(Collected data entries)
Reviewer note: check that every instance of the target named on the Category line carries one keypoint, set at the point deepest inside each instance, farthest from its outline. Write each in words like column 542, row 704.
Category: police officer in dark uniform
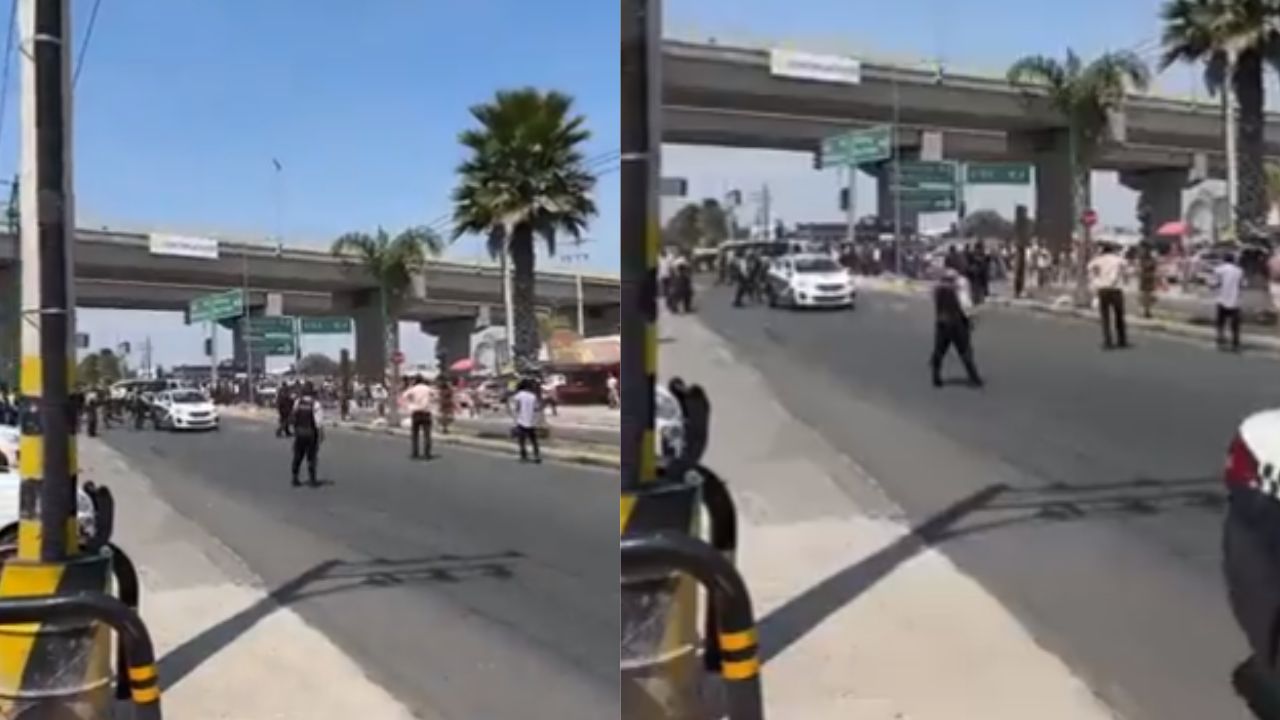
column 284, row 402
column 306, row 419
column 952, row 327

### WRITTEN EXERCISE
Output every line of the material above word for word, leaving out the pictures.

### EXERCISE ANSWER
Reviewer note: check that every instance of the target named on the Category line carries one keypoint, set at the point deepest inside each instance, farthest from its outline. Write each in words like column 542, row 704.
Category: police officer in dark uniform
column 284, row 402
column 306, row 419
column 952, row 327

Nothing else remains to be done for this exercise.